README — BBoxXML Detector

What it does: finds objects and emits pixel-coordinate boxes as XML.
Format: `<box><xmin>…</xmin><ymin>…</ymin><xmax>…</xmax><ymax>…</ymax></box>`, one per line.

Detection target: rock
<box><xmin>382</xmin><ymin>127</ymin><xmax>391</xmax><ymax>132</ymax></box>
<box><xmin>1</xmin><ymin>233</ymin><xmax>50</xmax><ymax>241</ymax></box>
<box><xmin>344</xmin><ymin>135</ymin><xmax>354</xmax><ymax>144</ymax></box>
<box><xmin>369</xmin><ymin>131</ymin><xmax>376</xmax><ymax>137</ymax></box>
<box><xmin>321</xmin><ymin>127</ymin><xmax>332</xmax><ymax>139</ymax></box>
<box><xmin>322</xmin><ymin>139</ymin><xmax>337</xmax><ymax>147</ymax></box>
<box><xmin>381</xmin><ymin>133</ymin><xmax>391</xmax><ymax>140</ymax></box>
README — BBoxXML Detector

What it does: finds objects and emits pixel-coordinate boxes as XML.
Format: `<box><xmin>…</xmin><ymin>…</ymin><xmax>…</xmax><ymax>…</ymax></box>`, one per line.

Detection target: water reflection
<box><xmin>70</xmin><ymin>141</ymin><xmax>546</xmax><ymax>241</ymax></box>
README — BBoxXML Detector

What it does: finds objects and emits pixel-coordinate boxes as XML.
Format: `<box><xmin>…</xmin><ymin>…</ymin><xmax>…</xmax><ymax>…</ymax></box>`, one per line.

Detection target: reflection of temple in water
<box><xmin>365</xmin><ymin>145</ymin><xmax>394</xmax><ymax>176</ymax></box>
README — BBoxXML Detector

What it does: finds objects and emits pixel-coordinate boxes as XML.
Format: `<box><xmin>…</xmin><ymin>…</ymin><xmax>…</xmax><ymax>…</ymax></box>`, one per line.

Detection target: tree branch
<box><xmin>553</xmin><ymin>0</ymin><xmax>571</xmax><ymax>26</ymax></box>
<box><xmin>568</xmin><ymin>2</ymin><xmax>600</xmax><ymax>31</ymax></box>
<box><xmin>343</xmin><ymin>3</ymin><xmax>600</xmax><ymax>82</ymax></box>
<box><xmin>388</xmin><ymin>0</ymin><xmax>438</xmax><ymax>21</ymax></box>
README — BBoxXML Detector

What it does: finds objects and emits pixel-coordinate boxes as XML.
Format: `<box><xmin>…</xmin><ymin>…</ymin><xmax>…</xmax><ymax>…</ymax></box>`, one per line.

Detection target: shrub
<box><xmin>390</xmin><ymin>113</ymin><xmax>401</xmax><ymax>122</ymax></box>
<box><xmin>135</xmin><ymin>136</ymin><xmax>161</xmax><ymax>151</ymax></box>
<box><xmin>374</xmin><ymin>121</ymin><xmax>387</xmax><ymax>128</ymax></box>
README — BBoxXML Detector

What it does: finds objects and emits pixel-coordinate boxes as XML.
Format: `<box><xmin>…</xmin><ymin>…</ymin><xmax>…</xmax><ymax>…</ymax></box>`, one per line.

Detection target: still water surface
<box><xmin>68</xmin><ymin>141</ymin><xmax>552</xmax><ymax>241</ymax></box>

========================================================================

Assigned task |
Exactly reproduce the entries in their entirety.

Exercise answer |
README — BBoxXML Detector

What it does: finds objects and emits pixel-coordinate boxes as XML.
Format: `<box><xmin>…</xmin><ymin>…</ymin><xmax>…</xmax><ymax>…</ymax></box>`, one per line.

Detection target: rock
<box><xmin>382</xmin><ymin>127</ymin><xmax>391</xmax><ymax>132</ymax></box>
<box><xmin>1</xmin><ymin>233</ymin><xmax>50</xmax><ymax>241</ymax></box>
<box><xmin>344</xmin><ymin>135</ymin><xmax>354</xmax><ymax>144</ymax></box>
<box><xmin>369</xmin><ymin>131</ymin><xmax>376</xmax><ymax>137</ymax></box>
<box><xmin>321</xmin><ymin>127</ymin><xmax>332</xmax><ymax>139</ymax></box>
<box><xmin>322</xmin><ymin>139</ymin><xmax>337</xmax><ymax>147</ymax></box>
<box><xmin>381</xmin><ymin>133</ymin><xmax>391</xmax><ymax>140</ymax></box>
README — BBoxXML Detector

What it does: finds objects and emits pixel-coordinate boxes as XML.
Format: `<box><xmin>…</xmin><ymin>…</ymin><xmax>…</xmax><ymax>…</ymax></box>`, one per line.

Detection target: water reflection
<box><xmin>70</xmin><ymin>141</ymin><xmax>546</xmax><ymax>241</ymax></box>
README — BBoxXML Detector

What it does: finds objects and emits pixel-coordinate boxes as XML.
Format: `<box><xmin>…</xmin><ymin>…</ymin><xmax>…</xmax><ymax>…</ymax></box>`, one per line.

Detection target: reflection of temple in water
<box><xmin>365</xmin><ymin>145</ymin><xmax>394</xmax><ymax>176</ymax></box>
README — BBoxXML Detector

What it does: finds objects and emits pixel-coordinate boxes as XML.
Format: `<box><xmin>…</xmin><ymin>…</ymin><xmax>…</xmax><ymax>…</ymax></box>`, one per line.

Detection target: tree branch
<box><xmin>553</xmin><ymin>0</ymin><xmax>571</xmax><ymax>26</ymax></box>
<box><xmin>568</xmin><ymin>2</ymin><xmax>600</xmax><ymax>31</ymax></box>
<box><xmin>343</xmin><ymin>3</ymin><xmax>600</xmax><ymax>82</ymax></box>
<box><xmin>388</xmin><ymin>0</ymin><xmax>438</xmax><ymax>21</ymax></box>
README — BBoxXML Detector

What it does: finds objects and emits pixel-coordinate boxes as XML.
Format: `<box><xmin>…</xmin><ymin>…</ymin><xmax>…</xmax><ymax>…</ymax></box>`, one per line.

Detection target: shrub
<box><xmin>390</xmin><ymin>113</ymin><xmax>401</xmax><ymax>122</ymax></box>
<box><xmin>135</xmin><ymin>136</ymin><xmax>161</xmax><ymax>151</ymax></box>
<box><xmin>374</xmin><ymin>121</ymin><xmax>387</xmax><ymax>128</ymax></box>
README — BBoxXML Detector

What it does: finds objects and emits pixel-coordinate boxes as XML.
Format: `<box><xmin>…</xmin><ymin>…</ymin><xmax>…</xmax><ymax>…</ymax></box>`, one per line.

Detection target: still water surface
<box><xmin>68</xmin><ymin>141</ymin><xmax>552</xmax><ymax>241</ymax></box>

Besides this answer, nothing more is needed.